**Uit te voeren taken:**
1. Leg in één tot drie zinnen uit waarom volgens de tekst over Sint-Thomas zij die Christus kruisigden zwaarder zondigden dan wie dit Sacrament onwaardig ontvangt.
2. Schrijf de tekst over Sint-Thomas verder vanaf het punt waar hij ophoudt.

━━ Geselecteerde tekst ━━

Wat betekent voor Sint-Thomas “zich bezondigen aan het Lichaam en Bloed des Heren”?

“Ten tweede dienen we te beschouwen hoe iemand die dit Sacrament onwaardig ontvangt zich bezondigt aan het Lichaam en Bloed des Heren. Dit wordt in een glossa [een veelgebruikte middeleeuwse bijbelcommentaar] op drie manieren uitgelegd.
1/Ten eerste [bezondigt iemand zich] op materiële wijze: hij wordt schuldig door een zonde begaan tegen het Lichaam en Bloed des Heren, zoals deze vervat liggen in dit Sacrament dat hij op onwaardige wijze ontvangt en hierdoor wordt zijn schuld vergroot. Iemands schuld is groter naarmate de persoon tegen wie men zondigt groter is: “Moet dan hij die de Zoon van God veracht, die het bloed van het verbond waardoor hij geheiligd is profaneert, … moet zo iemand niet veel strenger gestraft worden?” (Hebr. 10,29) (nr. 692).
2/Ten tweede wordt dit uitgelegd door een gelijkenis zodat de betekenis is “hij zal zondig zijn aan het Lichaam en Bloed des Heren”, d.i. hij zal de straf van de dood van de Heer krijgen, d.i. hij zal gestraft worden alsof hij Christus ter dood heeft gebracht, overeenkomstig Hebr. 6,6: “zij [hebben] de Zoon van God opnieuw gekruisigd en aan bespotting prijsgegeven.” Maar hierdoor lijkt het alsof de zonde van hen die het Lichaam van Christus onwaardig ontvangen de zwaarste zonde is. Men dient echter te zeggen dat een zonde ernstig is op twee manieren. (a) Ten eerste omwille van de soort (species) van zonde, welke berust op het object. Op deze manier is een zonde tegen de Godheid, zoals ongeloof, blasfemie of een andere zonde van deze soort, ernstiger dan een zonde tegen de mensheid van Christus. Daarom zegt de Heer zelf: “Als iemand zich kant tegen de Mensenzoon, zal het hem vergeven worden, maar wie zich kant tegen de heilige Geest, zal geen vergiffenis verkrijgen…” (Mt. 12, 32). Bovendien is een zonde begaan tegen de mensheid van Christus in diens eigen gedaante ernstiger dan in diens sacramentele gedaante. (b) Vervolgens wordt de ernst van de zonde afgemeten van de kant van de zondaar. Men zondigt echter méér wanneer men zondigt uit haat, afgunst of uit een andere boosheid, zoals deze die Christus kruisigden ernstiger zondigden dan degene die zondigt door zwakte, zoals zij soms zondigen die dit Sacrament onwaardig ontvangen. Hierdoor dient men dit dus niet zo te verstaan dat de zonde van degene die dit Sacrament onwaardig ontvangt vergeleken kan worden met de zonde van het doden van Christus wat betreft de gelijkheid ervan maar wel wat betreft een gelijkenis in soort; beide zonden immers betreffen dezelfde Christus.” (nr. 693).

━━━
━━ Opgeslagen gegevens ━━

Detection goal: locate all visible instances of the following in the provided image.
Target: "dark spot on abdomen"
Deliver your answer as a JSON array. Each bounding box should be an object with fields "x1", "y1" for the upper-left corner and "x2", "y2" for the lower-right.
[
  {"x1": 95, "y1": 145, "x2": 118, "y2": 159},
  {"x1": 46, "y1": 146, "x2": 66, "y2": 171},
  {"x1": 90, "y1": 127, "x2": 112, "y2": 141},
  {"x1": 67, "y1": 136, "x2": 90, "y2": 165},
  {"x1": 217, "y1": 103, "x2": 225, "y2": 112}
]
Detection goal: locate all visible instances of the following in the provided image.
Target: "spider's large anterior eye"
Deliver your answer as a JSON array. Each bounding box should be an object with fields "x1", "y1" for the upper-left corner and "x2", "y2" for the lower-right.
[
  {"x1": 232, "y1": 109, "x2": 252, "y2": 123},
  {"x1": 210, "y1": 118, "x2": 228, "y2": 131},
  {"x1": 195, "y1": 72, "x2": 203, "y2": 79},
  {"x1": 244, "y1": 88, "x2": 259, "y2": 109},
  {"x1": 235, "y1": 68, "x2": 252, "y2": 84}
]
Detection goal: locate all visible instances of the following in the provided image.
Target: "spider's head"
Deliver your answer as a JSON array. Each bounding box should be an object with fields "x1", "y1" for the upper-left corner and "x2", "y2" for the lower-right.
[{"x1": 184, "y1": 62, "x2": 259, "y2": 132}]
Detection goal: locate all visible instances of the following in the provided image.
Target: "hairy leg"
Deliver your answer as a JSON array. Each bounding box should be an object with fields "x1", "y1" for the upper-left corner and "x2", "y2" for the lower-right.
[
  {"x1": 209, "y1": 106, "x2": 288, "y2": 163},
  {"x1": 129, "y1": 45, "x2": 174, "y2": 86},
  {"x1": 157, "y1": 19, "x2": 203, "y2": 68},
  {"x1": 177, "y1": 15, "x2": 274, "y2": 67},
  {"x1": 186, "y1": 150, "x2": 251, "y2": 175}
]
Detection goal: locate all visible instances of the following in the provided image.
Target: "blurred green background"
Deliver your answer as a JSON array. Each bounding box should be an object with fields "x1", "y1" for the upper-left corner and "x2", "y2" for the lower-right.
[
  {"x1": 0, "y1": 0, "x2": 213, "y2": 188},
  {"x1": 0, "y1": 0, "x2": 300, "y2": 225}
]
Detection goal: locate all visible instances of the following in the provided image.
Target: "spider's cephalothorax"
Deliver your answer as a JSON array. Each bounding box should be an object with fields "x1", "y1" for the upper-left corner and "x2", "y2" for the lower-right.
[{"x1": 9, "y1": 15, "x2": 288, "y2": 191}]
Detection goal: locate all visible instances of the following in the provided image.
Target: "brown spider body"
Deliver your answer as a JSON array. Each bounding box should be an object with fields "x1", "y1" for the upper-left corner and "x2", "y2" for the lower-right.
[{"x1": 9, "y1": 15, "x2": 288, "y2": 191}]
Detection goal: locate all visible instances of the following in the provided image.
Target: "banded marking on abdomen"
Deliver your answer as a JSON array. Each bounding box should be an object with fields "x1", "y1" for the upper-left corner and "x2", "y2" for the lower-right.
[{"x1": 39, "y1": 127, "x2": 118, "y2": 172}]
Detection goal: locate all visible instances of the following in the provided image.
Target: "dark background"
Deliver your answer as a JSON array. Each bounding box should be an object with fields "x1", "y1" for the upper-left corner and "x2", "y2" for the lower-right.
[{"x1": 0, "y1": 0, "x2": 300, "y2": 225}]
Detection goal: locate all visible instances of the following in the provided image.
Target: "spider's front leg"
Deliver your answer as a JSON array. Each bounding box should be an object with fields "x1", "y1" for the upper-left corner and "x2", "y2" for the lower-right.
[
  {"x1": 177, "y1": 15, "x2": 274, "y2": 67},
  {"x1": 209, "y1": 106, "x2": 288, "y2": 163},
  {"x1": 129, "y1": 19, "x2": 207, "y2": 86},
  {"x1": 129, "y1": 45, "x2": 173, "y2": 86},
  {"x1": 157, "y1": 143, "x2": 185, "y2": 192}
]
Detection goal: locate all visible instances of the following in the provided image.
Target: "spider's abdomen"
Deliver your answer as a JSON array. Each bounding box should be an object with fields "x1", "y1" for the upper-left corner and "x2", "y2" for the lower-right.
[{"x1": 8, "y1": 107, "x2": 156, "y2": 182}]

━━━

**Antwoorden:**
1. De ernst van een zonde wordt ook afgemeten aan de kant van de zondaar: wie zondigt uit haat, afgunst of een andere boosheid, zondigt zwaarder dan wie uit zwakte zondigt. Zij die Christus kruisigden, zondigden uit zo'n boosheid. Wie dit Sacrament onwaardig ontvangt, zondigt daarentegen soms uit zwakte.

2.
3/ “Hij zal zich bezondigen aan het Lichaam en Bloed des Heren” wordt op een derde manier uitgelegd, te weten: het Lichaam en Bloed des Heren maakt hem schuldig. Immers, het goede dat op kwade wijze wordt ontvangen, schaadt, zoals het kwade dat goed gebruikt wordt,  voordelig is, zoals de doren van de Satan voordelig was voor Paulus [zie 2 Kor. 12,7]. Met deze woorden wordt de dwaling weerlegt van sommigen die zeggen dat, op het moment dat dit Sacrament door de lippen van de zondaar wordt aangeraakt, het Lichaam van Christus ophoudt daar aanwezig te zijn. Hiertegenover staat wat de Apostel zegt: “Wie op onwaardige wijze het brood eet of de beker van de Heer drinkt…” Immers, volgens deze mening zou geen enkele onwaardige eten of drinken. Deze mening is in tegenspraak met de waarheid van dit Sacrament, volgens de welke het Lichaam en het Bloed van Christus in dit Sacrament blijven bestaan zolang als de gedaanten blijven bestaan, onafgezien van de plaats waar deze gedaanten verblijven.” (nr. 694).

Welke remedie stelt Sint-Thomas voor?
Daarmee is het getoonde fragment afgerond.